Here are some records; return them all exactly.

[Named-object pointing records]
## begin
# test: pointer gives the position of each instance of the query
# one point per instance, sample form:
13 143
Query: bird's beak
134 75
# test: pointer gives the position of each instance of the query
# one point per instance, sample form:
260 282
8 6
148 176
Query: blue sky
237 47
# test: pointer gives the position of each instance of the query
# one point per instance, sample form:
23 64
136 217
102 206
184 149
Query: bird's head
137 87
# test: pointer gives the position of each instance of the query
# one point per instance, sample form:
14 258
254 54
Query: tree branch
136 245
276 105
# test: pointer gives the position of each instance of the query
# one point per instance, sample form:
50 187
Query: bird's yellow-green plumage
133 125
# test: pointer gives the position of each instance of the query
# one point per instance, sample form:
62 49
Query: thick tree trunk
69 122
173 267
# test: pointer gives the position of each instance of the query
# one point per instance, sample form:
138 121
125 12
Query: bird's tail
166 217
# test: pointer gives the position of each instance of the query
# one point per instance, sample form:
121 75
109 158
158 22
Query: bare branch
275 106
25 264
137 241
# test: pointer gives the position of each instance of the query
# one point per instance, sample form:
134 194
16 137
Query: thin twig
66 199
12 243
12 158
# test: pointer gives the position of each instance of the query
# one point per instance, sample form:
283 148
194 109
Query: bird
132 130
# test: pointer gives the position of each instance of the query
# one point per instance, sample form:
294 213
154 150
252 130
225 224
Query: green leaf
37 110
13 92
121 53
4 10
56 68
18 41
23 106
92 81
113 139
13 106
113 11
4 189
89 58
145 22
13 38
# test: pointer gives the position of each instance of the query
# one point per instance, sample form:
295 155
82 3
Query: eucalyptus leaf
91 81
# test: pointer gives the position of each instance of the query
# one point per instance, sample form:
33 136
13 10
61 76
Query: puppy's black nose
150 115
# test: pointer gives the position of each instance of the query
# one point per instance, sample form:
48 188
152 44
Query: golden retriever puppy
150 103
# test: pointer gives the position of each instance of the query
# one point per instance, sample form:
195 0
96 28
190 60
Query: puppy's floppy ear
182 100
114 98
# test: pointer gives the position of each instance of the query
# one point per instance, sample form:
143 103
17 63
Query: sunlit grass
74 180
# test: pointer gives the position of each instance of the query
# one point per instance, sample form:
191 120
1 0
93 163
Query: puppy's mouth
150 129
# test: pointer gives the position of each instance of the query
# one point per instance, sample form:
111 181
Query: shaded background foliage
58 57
## end
** Answer to the exercise **
# test: pointer gives the position of each instance of the query
# one point per instance, sample form:
13 143
Query: bird's beak
134 75
# test: pointer gives the position of each instance of the query
# one point per instance, sample form:
260 282
8 6
148 176
Query: blue sky
237 47
# test: pointer gives the position of each instance of the query
# one point per instance, sample form:
23 64
136 217
102 206
184 149
Query: bird's head
137 87
# test: pointer gives the position of each instance of the query
# one point per instance, sample form:
14 258
254 54
Query: tree branch
136 245
276 105
# test: pointer gives the position of each instance of the query
# one point per instance, sample form:
50 187
Query: bird's yellow-green plumage
133 125
# test: pointer gives the position of each instance of the query
# one point per instance, sample form:
62 49
Query: thick tree trunk
69 122
173 267
# test: pointer gives the position of each instance of the query
# one point per instance, sample form:
138 121
125 12
Query: bird's tail
166 217
# test: pointer gives the position of each instance of the query
# one point per instance, sample form:
121 75
109 158
158 22
Query: bare branch
275 106
25 264
137 241
# test: pointer gives the position of each instance of the query
# one point per instance, sample form:
134 194
16 137
Query: thin twig
66 199
12 243
12 158
# test: pointer gives the position of each instance of the query
# one point per instance, sample form:
283 148
194 109
Query: bird
132 130
# test: pointer gives the position of each instance of the query
# one point per instance, sample form:
294 213
154 150
252 130
225 224
Query: green leaf
37 110
13 92
121 53
4 10
56 68
18 41
23 106
92 81
113 139
13 106
113 11
4 189
89 58
145 22
13 38
# test: pointer gives the position of each instance of the query
# one point per instance, sample form:
295 155
82 3
Query: eucalyptus leaf
91 81
# test: pointer gives the position of each instance of the query
# one point per instance, sample form:
33 136
13 10
61 76
Query: puppy's black nose
150 115
# test: pointer gives the position of each instance of the query
# one point per instance, sample form:
48 188
152 44
Query: golden retriever puppy
150 103
# test: pointer gives the position of each instance of the query
# one point per instance, sample form:
195 0
96 28
190 60
Query: puppy's floppy ear
182 100
114 98
# test: pointer gives the position of each instance of the query
# one point per instance, sample form:
143 103
17 63
Query: sunlit grass
74 180
# test: pointer gives the position of each instance of the query
# one point per instance, sample form:
191 120
1 0
93 163
Query: puppy's mouth
150 129
# test: pointer gives the position of each instance of the query
# one point per instance, sample form:
111 181
Query: shaded background foliage
58 57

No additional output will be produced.